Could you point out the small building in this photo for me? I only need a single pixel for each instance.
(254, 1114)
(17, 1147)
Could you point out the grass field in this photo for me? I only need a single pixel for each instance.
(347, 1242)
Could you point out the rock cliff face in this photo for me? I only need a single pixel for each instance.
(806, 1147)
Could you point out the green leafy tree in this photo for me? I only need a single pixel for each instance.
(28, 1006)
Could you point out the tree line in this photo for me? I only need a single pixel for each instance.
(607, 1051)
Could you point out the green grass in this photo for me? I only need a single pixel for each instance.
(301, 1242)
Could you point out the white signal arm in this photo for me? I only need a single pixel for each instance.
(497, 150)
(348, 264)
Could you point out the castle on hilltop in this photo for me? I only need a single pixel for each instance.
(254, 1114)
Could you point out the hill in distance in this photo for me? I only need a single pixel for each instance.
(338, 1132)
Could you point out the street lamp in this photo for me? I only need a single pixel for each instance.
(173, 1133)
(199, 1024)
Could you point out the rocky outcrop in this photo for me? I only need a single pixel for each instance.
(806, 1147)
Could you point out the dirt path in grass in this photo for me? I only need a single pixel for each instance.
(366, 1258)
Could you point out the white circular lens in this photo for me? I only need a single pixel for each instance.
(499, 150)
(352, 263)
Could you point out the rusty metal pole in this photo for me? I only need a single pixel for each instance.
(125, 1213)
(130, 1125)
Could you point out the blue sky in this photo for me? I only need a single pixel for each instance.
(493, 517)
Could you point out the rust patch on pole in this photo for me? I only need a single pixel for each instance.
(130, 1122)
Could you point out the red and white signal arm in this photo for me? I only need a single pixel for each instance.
_____
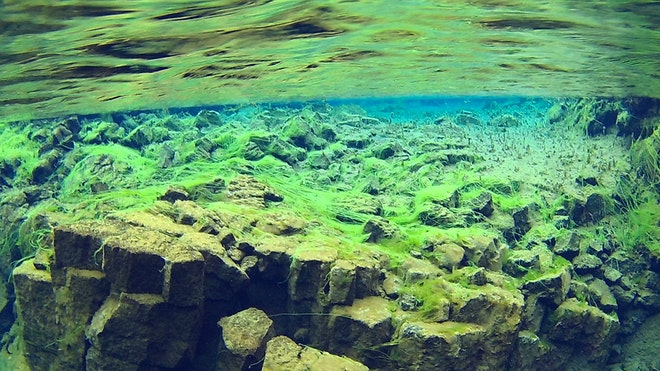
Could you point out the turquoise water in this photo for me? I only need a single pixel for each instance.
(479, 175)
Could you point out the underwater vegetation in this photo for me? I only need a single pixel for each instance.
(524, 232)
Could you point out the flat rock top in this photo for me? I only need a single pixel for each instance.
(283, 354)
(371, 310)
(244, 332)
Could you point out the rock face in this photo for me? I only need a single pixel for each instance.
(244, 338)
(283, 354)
_____
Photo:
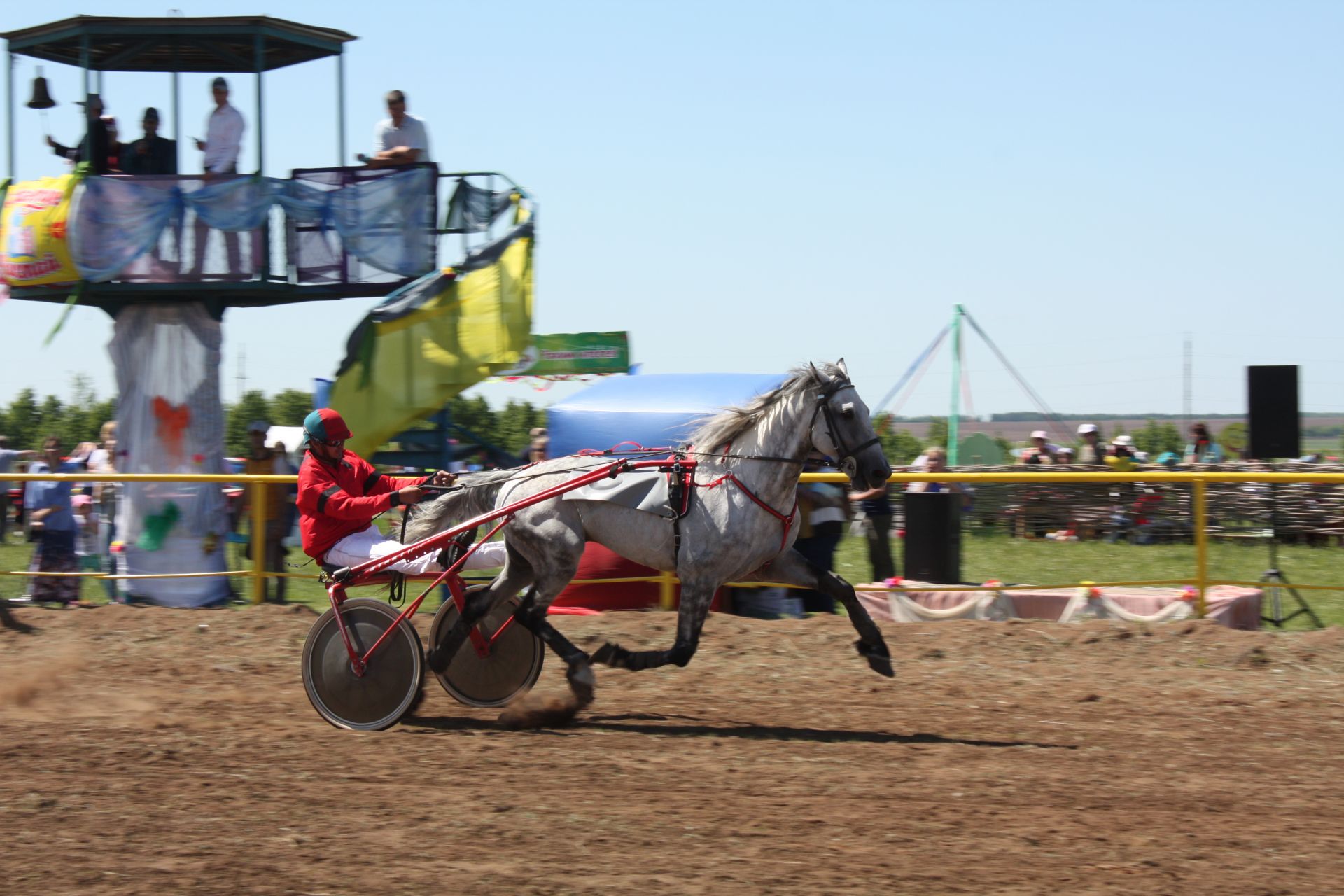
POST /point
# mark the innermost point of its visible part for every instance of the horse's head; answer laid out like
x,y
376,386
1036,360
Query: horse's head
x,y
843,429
_____
→ **WHAT THE TASK ASKS**
Out of the material above, output word for word the line with "Could you point out the white signal", the line with "Could you point out the red", and all lines between them, with nothing else.

→ **SOLUTION**
Could you point out the white signal arm in this photo for me? I only need a single pixel for each instance.
(497, 150)
(348, 264)
Could you point out the castle on hilltop in this photo for me? I only need a single pixel for each instance.
(254, 1114)
Could you point out the hill in distance in this photo for me? I only need a single pixel for each instance.
(338, 1132)
Could you point out the street lamp in this photo for me? I only need a single pixel for each instance.
(173, 1133)
(199, 1024)
Could you point out the rocky outcrop in this photo for me? I only need a single pixel for each instance.
(806, 1147)
Could you point out the dirt path in grass in this photo for me? I only need a single pixel for each instance.
(366, 1258)
Could you point out the white circular lens in this photo for me? I only need a single pixel for each instance.
(499, 150)
(352, 263)
Could you point out the rusty metal pole in this photo for me? I only need a single pixel for each instance.
(125, 1213)
(130, 1125)
Could you point out the blue sky in this photo for me? I only need a single pixel for each instance.
(493, 517)
Could you point out the rust patch on pole in this photo for me? I only need a single pixel for each instance.
(130, 1122)
Could you point out the red and white signal arm in this photo for me? I only need a single pixel for each instance.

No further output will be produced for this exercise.